■ Exercise ■
From the listing below, pull out every line where the string "ranch" appears.

_ _ _ _

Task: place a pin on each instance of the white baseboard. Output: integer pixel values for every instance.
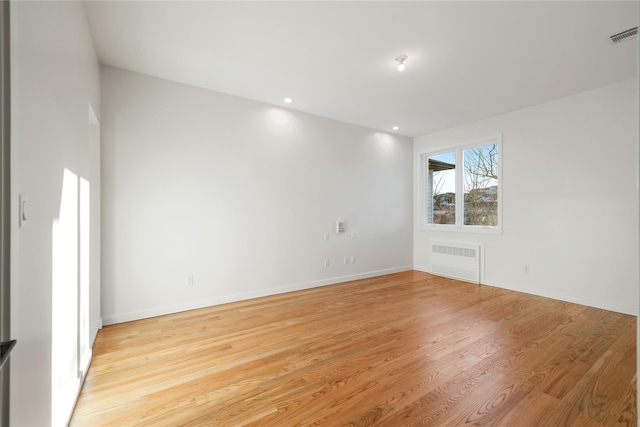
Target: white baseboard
(223, 299)
(561, 296)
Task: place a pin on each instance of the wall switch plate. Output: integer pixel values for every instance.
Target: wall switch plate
(22, 211)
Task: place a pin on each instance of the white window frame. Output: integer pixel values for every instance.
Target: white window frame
(459, 225)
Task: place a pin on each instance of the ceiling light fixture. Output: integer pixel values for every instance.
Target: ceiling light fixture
(400, 60)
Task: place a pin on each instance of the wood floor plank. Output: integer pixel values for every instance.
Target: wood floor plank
(403, 349)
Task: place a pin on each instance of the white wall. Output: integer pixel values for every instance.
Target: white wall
(238, 194)
(570, 197)
(55, 78)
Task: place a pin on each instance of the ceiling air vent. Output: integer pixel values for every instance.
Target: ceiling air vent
(625, 35)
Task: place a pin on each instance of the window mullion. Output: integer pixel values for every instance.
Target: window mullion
(459, 189)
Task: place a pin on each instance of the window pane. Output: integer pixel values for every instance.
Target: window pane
(441, 189)
(481, 185)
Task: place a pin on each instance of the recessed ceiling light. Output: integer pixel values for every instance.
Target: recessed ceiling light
(400, 60)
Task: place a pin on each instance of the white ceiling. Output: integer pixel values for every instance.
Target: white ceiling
(467, 60)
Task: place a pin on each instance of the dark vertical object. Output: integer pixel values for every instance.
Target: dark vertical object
(5, 213)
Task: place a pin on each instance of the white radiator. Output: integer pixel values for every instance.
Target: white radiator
(456, 259)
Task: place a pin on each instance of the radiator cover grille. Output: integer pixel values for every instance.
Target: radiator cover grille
(456, 259)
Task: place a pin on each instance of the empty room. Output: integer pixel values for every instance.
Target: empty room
(328, 213)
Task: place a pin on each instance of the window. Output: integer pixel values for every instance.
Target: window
(461, 187)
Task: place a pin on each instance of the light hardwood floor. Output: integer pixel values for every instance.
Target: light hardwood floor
(399, 350)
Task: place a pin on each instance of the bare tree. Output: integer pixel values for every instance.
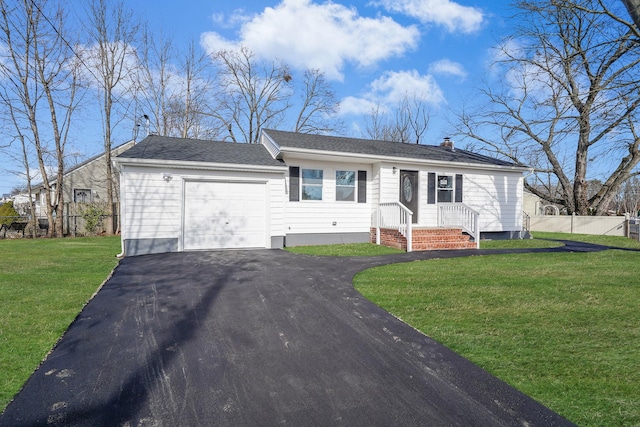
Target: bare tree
(176, 89)
(191, 103)
(568, 100)
(252, 94)
(319, 105)
(112, 30)
(40, 88)
(408, 123)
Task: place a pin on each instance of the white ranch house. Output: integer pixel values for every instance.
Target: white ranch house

_ _ _ _

■ Written reply ■
Task: place a pin on each instance of the white ranch house. Output: integer pixel values for every instance.
Target: white ranch house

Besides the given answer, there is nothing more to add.